• [To do]: Recast the material from the line containing "glove, that would be a great help." down to the line containing "244 152 L 242", both lines included, as a two-column CSV with the headers instruction and outline. Give one row for each text and its answer, with each in a single quoted field and line breaks turned into spaces.

• [Input data]:

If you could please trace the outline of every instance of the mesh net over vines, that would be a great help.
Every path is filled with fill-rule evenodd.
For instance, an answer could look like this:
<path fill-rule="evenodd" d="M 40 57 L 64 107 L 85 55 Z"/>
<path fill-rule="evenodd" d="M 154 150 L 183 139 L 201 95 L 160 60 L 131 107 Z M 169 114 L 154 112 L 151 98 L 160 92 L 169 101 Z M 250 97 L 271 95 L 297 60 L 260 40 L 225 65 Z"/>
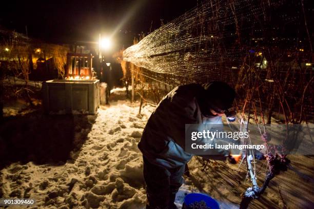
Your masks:
<path fill-rule="evenodd" d="M 223 80 L 242 104 L 304 119 L 313 115 L 312 4 L 204 1 L 127 48 L 124 59 L 170 83 Z"/>

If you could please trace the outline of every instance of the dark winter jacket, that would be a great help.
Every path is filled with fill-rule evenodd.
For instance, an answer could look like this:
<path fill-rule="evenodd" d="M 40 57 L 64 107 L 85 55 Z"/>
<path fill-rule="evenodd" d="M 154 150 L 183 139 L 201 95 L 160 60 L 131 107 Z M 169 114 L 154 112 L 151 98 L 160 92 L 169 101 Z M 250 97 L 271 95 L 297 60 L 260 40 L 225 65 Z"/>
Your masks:
<path fill-rule="evenodd" d="M 181 86 L 159 103 L 148 119 L 138 145 L 151 163 L 167 168 L 183 165 L 193 156 L 185 152 L 185 124 L 222 123 L 221 116 L 202 115 L 198 98 L 203 91 L 199 84 Z M 225 150 L 219 152 L 220 157 L 228 154 Z"/>

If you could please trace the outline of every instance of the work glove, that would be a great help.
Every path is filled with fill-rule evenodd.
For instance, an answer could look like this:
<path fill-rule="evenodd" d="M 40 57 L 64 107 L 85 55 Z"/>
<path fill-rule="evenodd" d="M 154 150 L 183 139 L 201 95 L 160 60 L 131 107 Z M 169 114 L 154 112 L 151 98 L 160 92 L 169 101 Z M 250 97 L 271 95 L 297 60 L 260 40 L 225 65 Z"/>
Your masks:
<path fill-rule="evenodd" d="M 244 152 L 242 155 L 233 155 L 230 154 L 227 157 L 228 161 L 231 164 L 237 164 L 245 156 L 245 152 Z M 266 159 L 264 156 L 264 153 L 258 150 L 254 150 L 254 157 L 259 160 L 262 160 Z"/>

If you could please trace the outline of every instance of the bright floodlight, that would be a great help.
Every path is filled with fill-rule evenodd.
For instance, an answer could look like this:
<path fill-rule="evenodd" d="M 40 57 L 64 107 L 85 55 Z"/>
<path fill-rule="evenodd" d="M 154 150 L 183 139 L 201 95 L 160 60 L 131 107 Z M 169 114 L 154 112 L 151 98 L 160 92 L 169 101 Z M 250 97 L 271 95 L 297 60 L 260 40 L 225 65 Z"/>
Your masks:
<path fill-rule="evenodd" d="M 111 46 L 111 41 L 108 38 L 103 38 L 99 43 L 99 46 L 103 49 L 108 49 Z"/>

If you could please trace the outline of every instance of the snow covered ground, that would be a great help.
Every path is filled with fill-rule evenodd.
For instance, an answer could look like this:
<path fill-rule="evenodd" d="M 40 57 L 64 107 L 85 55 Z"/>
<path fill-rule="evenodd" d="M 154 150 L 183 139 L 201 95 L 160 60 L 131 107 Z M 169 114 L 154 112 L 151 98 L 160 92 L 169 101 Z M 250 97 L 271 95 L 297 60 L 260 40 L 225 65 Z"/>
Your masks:
<path fill-rule="evenodd" d="M 122 89 L 112 91 L 110 104 L 101 106 L 95 117 L 88 117 L 91 128 L 75 125 L 74 141 L 83 144 L 70 153 L 66 162 L 55 164 L 30 160 L 2 168 L 0 197 L 34 199 L 36 203 L 31 208 L 144 208 L 143 161 L 137 143 L 154 108 L 145 106 L 139 115 L 139 102 L 126 100 L 125 93 Z M 273 179 L 251 208 L 312 208 L 314 158 L 291 156 L 291 160 L 296 170 Z M 185 177 L 177 194 L 178 206 L 186 194 L 201 191 L 217 199 L 222 209 L 239 207 L 241 194 L 249 185 L 244 182 L 244 166 L 238 170 L 238 165 L 212 162 L 202 171 L 196 158 L 189 166 L 190 177 Z M 23 206 L 9 207 L 15 207 Z"/>

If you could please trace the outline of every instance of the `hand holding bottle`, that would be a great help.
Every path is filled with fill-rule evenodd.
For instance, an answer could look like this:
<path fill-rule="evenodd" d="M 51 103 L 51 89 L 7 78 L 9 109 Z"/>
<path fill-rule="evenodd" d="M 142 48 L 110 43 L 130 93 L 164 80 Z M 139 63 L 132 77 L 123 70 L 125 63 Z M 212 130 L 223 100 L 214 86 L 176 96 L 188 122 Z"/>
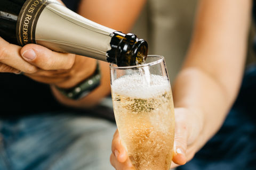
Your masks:
<path fill-rule="evenodd" d="M 0 38 L 0 72 L 21 71 L 33 79 L 61 88 L 70 88 L 92 74 L 94 60 L 60 53 L 29 44 L 23 48 Z"/>

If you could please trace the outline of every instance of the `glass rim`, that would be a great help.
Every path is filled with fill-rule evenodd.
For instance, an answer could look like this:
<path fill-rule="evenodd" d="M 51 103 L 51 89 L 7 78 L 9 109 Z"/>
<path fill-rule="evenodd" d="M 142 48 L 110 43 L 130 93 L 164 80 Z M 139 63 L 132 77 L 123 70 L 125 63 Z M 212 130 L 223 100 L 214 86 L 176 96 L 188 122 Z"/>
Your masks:
<path fill-rule="evenodd" d="M 110 63 L 110 64 L 109 64 L 109 66 L 111 69 L 121 69 L 121 70 L 122 70 L 122 69 L 134 69 L 134 68 L 140 68 L 140 67 L 145 67 L 145 66 L 147 66 L 156 65 L 157 64 L 159 64 L 159 63 L 161 63 L 164 60 L 164 56 L 163 56 L 162 55 L 148 55 L 147 56 L 147 57 L 155 57 L 155 56 L 158 57 L 160 58 L 159 58 L 158 60 L 157 60 L 156 61 L 153 61 L 153 62 L 149 62 L 149 63 L 144 63 L 144 64 L 141 64 L 141 65 L 132 65 L 132 66 L 126 66 L 118 67 L 118 66 L 114 66 L 114 65 L 115 64 Z"/>

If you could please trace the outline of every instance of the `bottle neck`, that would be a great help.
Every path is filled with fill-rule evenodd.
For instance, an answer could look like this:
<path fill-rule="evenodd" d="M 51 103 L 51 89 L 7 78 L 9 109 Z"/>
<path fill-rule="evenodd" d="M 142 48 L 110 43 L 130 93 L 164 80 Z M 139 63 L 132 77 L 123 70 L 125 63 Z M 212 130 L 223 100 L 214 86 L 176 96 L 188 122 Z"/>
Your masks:
<path fill-rule="evenodd" d="M 110 41 L 111 50 L 107 52 L 107 61 L 119 66 L 134 65 L 145 62 L 148 53 L 148 44 L 136 35 L 116 31 Z"/>

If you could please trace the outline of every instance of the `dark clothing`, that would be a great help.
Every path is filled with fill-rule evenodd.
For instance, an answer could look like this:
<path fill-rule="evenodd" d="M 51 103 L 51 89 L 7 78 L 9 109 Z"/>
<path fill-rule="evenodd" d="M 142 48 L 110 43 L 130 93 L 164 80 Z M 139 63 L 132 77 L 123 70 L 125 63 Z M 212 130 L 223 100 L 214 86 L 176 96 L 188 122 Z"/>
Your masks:
<path fill-rule="evenodd" d="M 238 97 L 220 130 L 177 170 L 256 169 L 256 65 L 245 74 Z"/>
<path fill-rule="evenodd" d="M 79 0 L 63 0 L 75 11 Z M 12 116 L 64 109 L 55 99 L 48 84 L 23 75 L 0 73 L 0 116 Z"/>

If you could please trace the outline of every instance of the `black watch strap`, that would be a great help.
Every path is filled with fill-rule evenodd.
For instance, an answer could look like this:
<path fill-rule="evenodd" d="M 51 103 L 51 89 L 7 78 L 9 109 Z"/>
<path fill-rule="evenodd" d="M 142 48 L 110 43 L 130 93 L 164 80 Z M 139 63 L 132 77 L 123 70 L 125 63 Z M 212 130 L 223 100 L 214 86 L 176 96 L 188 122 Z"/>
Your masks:
<path fill-rule="evenodd" d="M 82 82 L 72 88 L 66 89 L 56 88 L 64 96 L 74 100 L 77 100 L 86 96 L 90 92 L 100 84 L 101 75 L 99 63 L 97 61 L 96 70 L 94 73 Z"/>

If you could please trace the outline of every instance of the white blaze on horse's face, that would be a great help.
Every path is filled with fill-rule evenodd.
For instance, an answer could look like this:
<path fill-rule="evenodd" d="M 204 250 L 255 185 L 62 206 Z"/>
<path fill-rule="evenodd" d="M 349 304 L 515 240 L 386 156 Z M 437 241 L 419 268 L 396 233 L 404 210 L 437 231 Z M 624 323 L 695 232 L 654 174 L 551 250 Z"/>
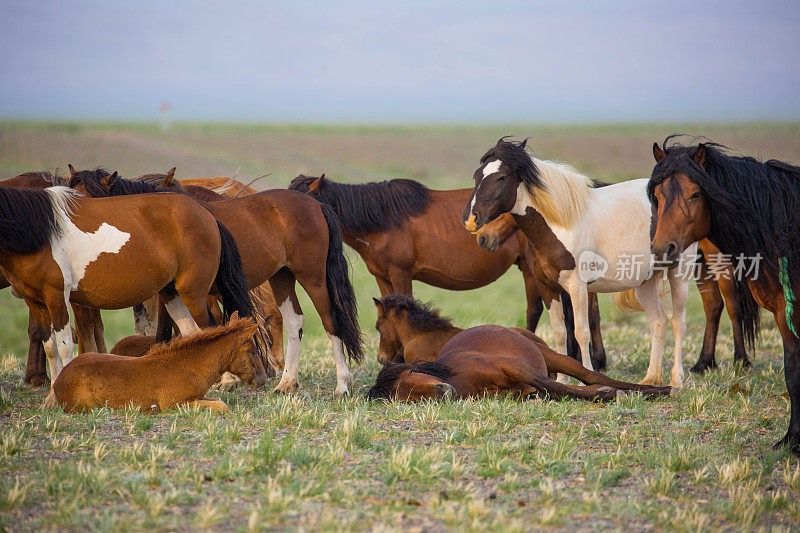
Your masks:
<path fill-rule="evenodd" d="M 503 164 L 502 161 L 500 161 L 499 159 L 495 159 L 494 161 L 489 161 L 488 163 L 483 165 L 483 178 L 481 178 L 481 180 L 475 185 L 475 190 L 472 191 L 472 199 L 470 200 L 470 204 L 469 204 L 469 215 L 467 216 L 467 220 L 474 220 L 474 217 L 475 217 L 475 213 L 474 213 L 475 202 L 478 200 L 478 189 L 481 188 L 481 184 L 483 183 L 483 180 L 487 176 L 491 176 L 492 174 L 494 174 L 496 172 L 499 172 L 500 171 L 500 165 L 502 165 L 502 164 Z"/>

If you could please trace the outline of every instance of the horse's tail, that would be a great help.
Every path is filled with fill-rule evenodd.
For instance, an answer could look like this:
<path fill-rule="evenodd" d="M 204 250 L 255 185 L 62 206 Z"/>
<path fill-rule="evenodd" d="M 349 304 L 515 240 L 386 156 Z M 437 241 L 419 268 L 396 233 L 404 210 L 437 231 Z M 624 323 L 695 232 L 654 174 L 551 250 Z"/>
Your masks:
<path fill-rule="evenodd" d="M 624 313 L 635 313 L 636 311 L 644 311 L 642 305 L 636 299 L 634 291 L 636 289 L 628 289 L 627 291 L 615 292 L 612 296 L 614 303 L 617 304 Z"/>
<path fill-rule="evenodd" d="M 328 257 L 325 261 L 325 284 L 331 302 L 333 334 L 342 339 L 350 361 L 364 360 L 363 339 L 358 327 L 358 309 L 353 285 L 350 283 L 349 265 L 344 257 L 342 229 L 333 209 L 319 204 L 328 224 Z"/>
<path fill-rule="evenodd" d="M 217 220 L 217 226 L 222 246 L 219 253 L 219 269 L 214 282 L 222 300 L 223 317 L 227 321 L 234 311 L 238 311 L 240 317 L 252 317 L 253 301 L 250 299 L 247 276 L 242 269 L 239 247 L 222 222 Z"/>

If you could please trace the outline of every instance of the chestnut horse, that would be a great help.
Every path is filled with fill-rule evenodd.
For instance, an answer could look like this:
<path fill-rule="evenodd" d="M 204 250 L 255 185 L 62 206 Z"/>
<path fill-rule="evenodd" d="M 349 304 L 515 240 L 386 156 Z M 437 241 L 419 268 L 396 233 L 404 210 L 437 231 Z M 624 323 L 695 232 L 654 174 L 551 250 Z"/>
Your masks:
<path fill-rule="evenodd" d="M 58 404 L 65 411 L 133 406 L 158 412 L 184 405 L 226 411 L 222 401 L 205 397 L 222 374 L 231 372 L 254 389 L 267 381 L 255 331 L 252 319 L 234 313 L 225 325 L 178 337 L 142 357 L 84 354 L 64 367 L 45 406 Z"/>
<path fill-rule="evenodd" d="M 91 196 L 117 196 L 163 191 L 145 181 L 131 181 L 98 169 L 74 172 L 73 187 Z M 182 192 L 182 189 L 172 189 Z M 184 198 L 190 194 L 183 191 Z M 287 329 L 288 343 L 283 375 L 276 391 L 298 388 L 300 340 L 305 326 L 295 280 L 308 293 L 333 345 L 336 393 L 347 394 L 353 375 L 350 359 L 363 359 L 356 299 L 342 250 L 341 230 L 333 211 L 304 194 L 276 189 L 235 199 L 202 204 L 230 228 L 242 257 L 250 288 L 269 281 Z"/>
<path fill-rule="evenodd" d="M 73 357 L 70 302 L 121 309 L 159 293 L 189 333 L 209 325 L 215 285 L 226 312 L 252 313 L 235 241 L 180 195 L 94 200 L 66 187 L 0 187 L 0 270 L 38 329 L 54 331 L 53 379 Z M 81 337 L 96 351 L 92 335 Z"/>
<path fill-rule="evenodd" d="M 790 416 L 776 446 L 800 454 L 800 167 L 731 156 L 714 143 L 670 144 L 672 138 L 653 144 L 651 251 L 675 261 L 707 238 L 737 262 L 745 340 L 752 344 L 758 333 L 758 306 L 772 313 L 783 339 Z"/>
<path fill-rule="evenodd" d="M 496 222 L 499 237 L 494 251 L 478 246 L 458 223 L 469 189 L 436 191 L 407 179 L 350 185 L 336 183 L 324 174 L 319 178 L 300 175 L 289 189 L 305 192 L 333 208 L 345 242 L 375 276 L 382 296 L 410 296 L 412 280 L 448 290 L 477 289 L 516 264 L 525 283 L 526 327 L 536 330 L 542 300 L 536 276 L 525 259 L 528 241 L 508 216 Z M 599 308 L 595 305 L 592 309 L 592 358 L 598 366 L 605 366 Z M 565 311 L 569 317 L 571 308 Z M 568 324 L 571 326 L 571 320 Z M 578 355 L 577 344 L 570 348 L 568 353 Z"/>
<path fill-rule="evenodd" d="M 631 180 L 605 187 L 567 165 L 534 159 L 526 141 L 497 141 L 475 170 L 475 187 L 464 207 L 462 221 L 477 231 L 505 213 L 530 240 L 529 263 L 544 289 L 545 305 L 556 337 L 556 349 L 566 351 L 562 290 L 569 293 L 575 318 L 575 337 L 581 346 L 583 365 L 592 369 L 589 345 L 589 297 L 591 292 L 633 289 L 647 313 L 651 330 L 650 364 L 644 384 L 661 383 L 661 361 L 667 316 L 658 283 L 664 273 L 650 256 L 648 228 L 650 206 L 647 180 Z M 696 246 L 682 256 L 694 260 Z M 669 268 L 666 277 L 672 296 L 672 331 L 675 336 L 671 385 L 683 385 L 681 362 L 686 330 L 688 268 Z"/>
<path fill-rule="evenodd" d="M 69 178 L 63 177 L 56 172 L 47 170 L 25 172 L 8 178 L 0 180 L 0 186 L 3 187 L 17 187 L 22 189 L 45 189 L 53 186 L 66 186 L 69 183 Z M 11 284 L 0 272 L 0 290 L 10 287 Z M 103 337 L 103 321 L 100 318 L 100 311 L 88 307 L 83 307 L 77 304 L 71 304 L 72 311 L 75 315 L 75 321 L 81 324 L 81 327 L 76 328 L 79 331 L 89 332 L 89 335 L 94 337 L 94 345 L 97 346 L 99 351 L 105 351 L 105 339 Z M 28 312 L 28 360 L 25 365 L 25 377 L 23 382 L 32 387 L 42 387 L 50 385 L 50 378 L 47 377 L 47 356 L 45 355 L 45 342 L 47 342 L 48 349 L 52 351 L 54 343 L 52 339 L 48 340 L 50 333 L 39 327 L 36 320 L 33 318 L 32 313 Z M 78 335 L 78 353 L 85 351 L 84 341 Z"/>
<path fill-rule="evenodd" d="M 573 376 L 586 386 L 552 381 L 548 373 L 553 372 Z M 673 389 L 617 381 L 566 355 L 543 355 L 539 344 L 509 328 L 476 326 L 450 339 L 434 362 L 385 366 L 367 397 L 418 401 L 518 394 L 523 399 L 610 401 L 624 395 L 623 391 L 655 397 L 669 396 Z"/>

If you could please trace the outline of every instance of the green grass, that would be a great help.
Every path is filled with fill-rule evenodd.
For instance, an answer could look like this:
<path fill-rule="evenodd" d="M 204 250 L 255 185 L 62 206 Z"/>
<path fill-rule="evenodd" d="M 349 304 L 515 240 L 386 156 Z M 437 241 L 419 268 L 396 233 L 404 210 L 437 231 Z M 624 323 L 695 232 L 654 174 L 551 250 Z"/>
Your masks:
<path fill-rule="evenodd" d="M 63 131 L 54 131 L 58 128 Z M 754 146 L 759 139 L 778 139 L 787 132 L 797 137 L 794 125 L 714 128 L 751 139 Z M 226 140 L 231 136 L 237 142 L 253 136 L 265 144 L 291 139 L 282 145 L 288 146 L 297 135 L 312 135 L 320 143 L 344 135 L 369 146 L 406 143 L 408 153 L 427 154 L 420 145 L 408 144 L 408 138 L 416 142 L 434 135 L 441 141 L 452 136 L 448 142 L 456 150 L 486 144 L 498 129 L 179 125 L 167 140 L 170 149 L 213 148 L 203 155 L 213 165 L 238 157 L 231 148 L 235 143 Z M 34 130 L 36 135 L 26 137 L 26 131 Z M 556 139 L 547 150 L 566 160 L 567 148 L 585 144 L 587 138 L 618 136 L 624 151 L 632 139 L 663 133 L 658 126 L 545 131 L 543 139 Z M 99 158 L 96 146 L 110 145 L 103 140 L 107 134 L 122 144 Z M 38 165 L 31 168 L 53 166 L 56 161 L 48 154 L 65 150 L 67 145 L 59 144 L 67 142 L 62 135 L 76 137 L 69 141 L 73 157 L 98 157 L 95 164 L 107 166 L 128 163 L 129 174 L 136 164 L 144 164 L 132 163 L 138 161 L 134 147 L 149 150 L 152 145 L 143 140 L 161 136 L 151 125 L 3 123 L 3 139 L 16 139 L 19 145 L 26 138 L 25 143 L 34 144 L 15 151 L 0 142 L 0 168 L 16 169 L 34 156 Z M 559 142 L 566 147 L 563 152 L 557 149 Z M 774 140 L 776 151 L 785 149 L 781 142 Z M 641 148 L 647 151 L 649 144 Z M 308 153 L 305 147 L 297 150 L 305 158 L 301 164 L 322 157 L 314 145 Z M 761 152 L 772 155 L 767 149 Z M 435 163 L 417 164 L 408 153 L 403 161 L 389 162 L 358 153 L 350 152 L 336 164 L 362 169 L 391 164 L 401 174 L 424 167 L 432 176 L 429 183 L 442 186 L 461 175 L 461 170 L 451 170 L 433 177 Z M 155 161 L 151 155 L 144 160 Z M 468 156 L 462 165 L 466 169 L 480 153 L 463 157 Z M 158 157 L 164 164 L 169 161 L 167 155 Z M 280 165 L 289 168 L 289 159 L 291 154 Z M 610 169 L 606 176 L 616 172 L 614 160 L 593 161 Z M 58 164 L 63 167 L 66 161 Z M 628 165 L 619 163 L 620 168 Z M 286 171 L 279 181 L 291 174 Z M 44 392 L 21 384 L 25 306 L 10 291 L 0 292 L 0 528 L 788 531 L 800 525 L 800 465 L 771 448 L 786 430 L 788 400 L 783 396 L 780 337 L 770 319 L 765 318 L 752 354 L 754 368 L 741 373 L 731 364 L 725 317 L 717 353 L 720 368 L 689 377 L 675 398 L 650 402 L 631 396 L 608 405 L 505 398 L 417 405 L 369 402 L 364 392 L 378 371 L 371 303 L 377 287 L 360 260 L 353 254 L 350 259 L 367 333 L 367 362 L 354 369 L 354 394 L 333 396 L 332 354 L 303 295 L 307 329 L 301 390 L 273 395 L 268 392 L 272 382 L 261 391 L 212 392 L 231 407 L 221 416 L 190 409 L 158 415 L 42 410 Z M 453 293 L 419 284 L 414 290 L 458 325 L 523 324 L 522 279 L 514 269 L 477 291 Z M 609 374 L 641 379 L 650 342 L 643 316 L 623 315 L 605 296 L 601 308 Z M 688 315 L 687 374 L 704 327 L 696 292 Z M 109 346 L 132 331 L 130 311 L 103 316 Z M 546 318 L 540 333 L 552 340 Z M 671 363 L 668 336 L 665 379 Z"/>

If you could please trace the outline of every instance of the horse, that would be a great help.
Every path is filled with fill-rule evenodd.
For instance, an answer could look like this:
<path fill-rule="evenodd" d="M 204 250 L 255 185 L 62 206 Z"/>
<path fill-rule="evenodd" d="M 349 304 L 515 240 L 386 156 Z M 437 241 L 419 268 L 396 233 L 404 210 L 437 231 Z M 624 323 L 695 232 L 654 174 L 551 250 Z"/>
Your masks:
<path fill-rule="evenodd" d="M 13 178 L 0 180 L 0 186 L 17 187 L 23 189 L 45 189 L 52 186 L 66 186 L 69 179 L 60 175 L 58 170 L 50 172 L 48 170 L 24 172 Z M 11 283 L 0 272 L 0 290 L 10 287 Z M 100 318 L 100 311 L 71 304 L 75 315 L 75 321 L 82 325 L 76 328 L 79 331 L 89 332 L 93 336 L 94 344 L 100 351 L 106 350 L 105 339 L 103 337 L 103 322 Z M 50 386 L 50 378 L 47 376 L 46 351 L 54 349 L 52 339 L 48 339 L 48 332 L 40 329 L 32 313 L 28 313 L 28 359 L 25 365 L 25 377 L 23 382 L 31 387 Z M 44 339 L 44 340 L 43 340 Z M 85 351 L 84 341 L 80 335 L 77 336 L 78 353 Z"/>
<path fill-rule="evenodd" d="M 590 178 L 567 165 L 533 158 L 525 149 L 527 141 L 506 139 L 501 138 L 481 157 L 474 173 L 475 186 L 462 212 L 464 226 L 474 232 L 505 213 L 514 216 L 531 242 L 527 253 L 543 287 L 556 349 L 564 352 L 566 348 L 560 297 L 565 290 L 572 300 L 583 365 L 589 370 L 593 366 L 587 350 L 588 292 L 634 289 L 652 332 L 650 364 L 641 383 L 660 384 L 667 317 L 658 291 L 663 271 L 656 268 L 650 256 L 647 180 L 595 188 Z M 693 245 L 682 254 L 683 264 L 691 262 L 696 248 Z M 676 388 L 683 385 L 681 348 L 689 292 L 687 274 L 686 268 L 666 272 L 675 335 L 670 384 Z"/>
<path fill-rule="evenodd" d="M 552 381 L 548 373 L 574 376 L 586 386 Z M 450 339 L 435 361 L 385 366 L 367 393 L 370 399 L 419 401 L 424 398 L 476 398 L 516 394 L 523 399 L 578 398 L 610 401 L 624 391 L 647 397 L 669 396 L 670 387 L 636 385 L 611 379 L 541 346 L 517 331 L 485 325 L 464 330 Z"/>
<path fill-rule="evenodd" d="M 464 331 L 430 304 L 404 294 L 373 298 L 378 311 L 378 359 L 388 363 L 435 361 L 450 339 Z M 508 328 L 550 350 L 544 340 L 524 328 Z"/>
<path fill-rule="evenodd" d="M 254 389 L 267 381 L 254 341 L 256 328 L 252 319 L 234 313 L 225 325 L 178 337 L 142 357 L 83 354 L 55 379 L 45 406 L 57 404 L 68 412 L 131 406 L 159 412 L 178 405 L 226 411 L 225 403 L 205 397 L 223 373 L 233 373 Z"/>
<path fill-rule="evenodd" d="M 708 239 L 737 261 L 734 287 L 739 327 L 752 346 L 759 306 L 775 320 L 783 340 L 790 416 L 776 446 L 800 455 L 800 167 L 771 159 L 730 155 L 711 142 L 683 145 L 667 137 L 653 144 L 656 165 L 647 185 L 653 208 L 651 251 L 677 260 Z"/>
<path fill-rule="evenodd" d="M 430 190 L 408 179 L 350 185 L 324 174 L 301 174 L 289 189 L 305 192 L 333 208 L 342 224 L 344 241 L 364 260 L 382 296 L 411 296 L 412 280 L 448 290 L 477 289 L 516 264 L 525 284 L 526 327 L 536 330 L 543 307 L 539 283 L 525 259 L 528 240 L 517 231 L 510 216 L 501 217 L 494 224 L 498 237 L 487 245 L 494 250 L 482 249 L 458 224 L 459 208 L 469 197 L 468 189 Z M 592 296 L 591 357 L 603 367 L 606 354 L 600 313 Z M 569 315 L 571 308 L 567 306 L 565 311 Z M 571 325 L 571 320 L 567 323 Z M 577 346 L 569 348 L 565 352 L 578 354 Z"/>
<path fill-rule="evenodd" d="M 514 219 L 512 217 L 506 219 L 506 216 L 507 215 L 498 217 L 481 229 L 478 233 L 478 244 L 481 248 L 494 251 L 500 243 L 510 236 L 512 231 L 517 230 Z M 505 222 L 505 220 L 510 220 L 510 223 Z M 703 302 L 703 311 L 706 315 L 706 328 L 697 363 L 690 367 L 689 371 L 695 374 L 702 374 L 706 370 L 717 367 L 717 333 L 719 331 L 719 321 L 723 309 L 728 312 L 733 329 L 734 363 L 739 364 L 744 369 L 750 368 L 752 364 L 747 357 L 747 349 L 744 339 L 742 338 L 742 331 L 739 328 L 739 301 L 733 287 L 733 266 L 726 260 L 719 248 L 711 244 L 708 239 L 703 239 L 697 243 L 697 252 L 697 276 L 695 277 L 695 284 L 697 285 L 697 290 Z M 567 293 L 562 292 L 562 299 L 564 299 L 565 296 L 567 296 Z M 593 344 L 593 317 L 598 317 L 599 319 L 600 311 L 597 308 L 597 298 L 592 297 L 594 293 L 590 293 L 589 296 L 589 329 L 592 331 Z M 571 343 L 575 342 L 572 334 L 572 318 L 570 313 L 567 313 L 567 311 L 571 309 L 571 302 L 569 305 L 564 303 L 568 354 L 579 353 L 580 351 L 570 346 Z M 592 359 L 592 365 L 599 370 L 603 369 L 603 367 L 597 367 L 597 361 L 594 358 Z"/>
<path fill-rule="evenodd" d="M 131 181 L 107 171 L 74 171 L 70 185 L 91 196 L 117 196 L 163 191 L 152 183 Z M 174 182 L 173 182 L 174 183 Z M 189 200 L 189 192 L 169 189 Z M 191 201 L 191 200 L 189 200 Z M 333 346 L 337 394 L 349 393 L 353 375 L 347 365 L 363 359 L 361 331 L 339 222 L 333 211 L 308 196 L 283 189 L 202 206 L 229 227 L 242 257 L 250 288 L 269 282 L 287 329 L 286 362 L 276 392 L 299 387 L 300 341 L 305 317 L 295 281 L 305 289 L 319 313 Z"/>
<path fill-rule="evenodd" d="M 210 324 L 212 286 L 226 313 L 252 313 L 230 232 L 180 195 L 95 200 L 62 186 L 0 186 L 0 270 L 47 333 L 32 340 L 54 332 L 52 379 L 73 357 L 70 302 L 121 309 L 159 293 L 184 334 Z"/>

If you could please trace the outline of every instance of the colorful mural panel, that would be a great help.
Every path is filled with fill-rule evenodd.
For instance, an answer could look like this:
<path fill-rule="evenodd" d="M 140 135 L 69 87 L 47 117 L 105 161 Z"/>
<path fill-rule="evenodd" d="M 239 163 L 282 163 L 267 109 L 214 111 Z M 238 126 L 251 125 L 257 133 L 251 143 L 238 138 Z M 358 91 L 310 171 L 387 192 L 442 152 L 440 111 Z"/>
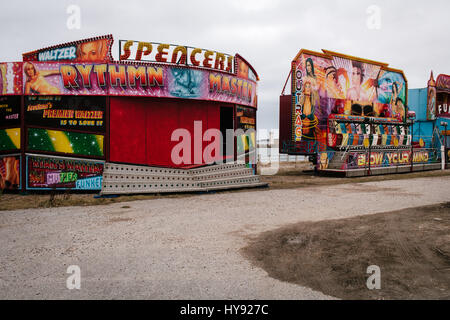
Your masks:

• [Response]:
instruction,outline
"If you could please trace the outline of every instance of the work glove, that would be a great help. Every path is filled with fill-rule evenodd. For instance, an answer could look like this: <path fill-rule=""evenodd"" d=""M 40 57 L 64 107 L 85 55 Z""/> <path fill-rule=""evenodd"" d=""M 154 150 L 183 139 L 201 95 L 160 60 L 131 107 Z M 169 114 L 154 112 L 151 98 L 160 92 L 169 101 Z M 250 97 L 271 95 L 297 60 L 260 40 L 225 65 Z""/> Your masks:","<path fill-rule=""evenodd"" d=""M 244 152 L 242 155 L 233 155 L 230 154 L 227 157 L 228 161 L 231 164 L 237 164 L 245 156 L 245 152 Z M 266 159 L 264 156 L 264 153 L 258 150 L 254 150 L 254 157 L 259 160 L 262 160 Z""/>"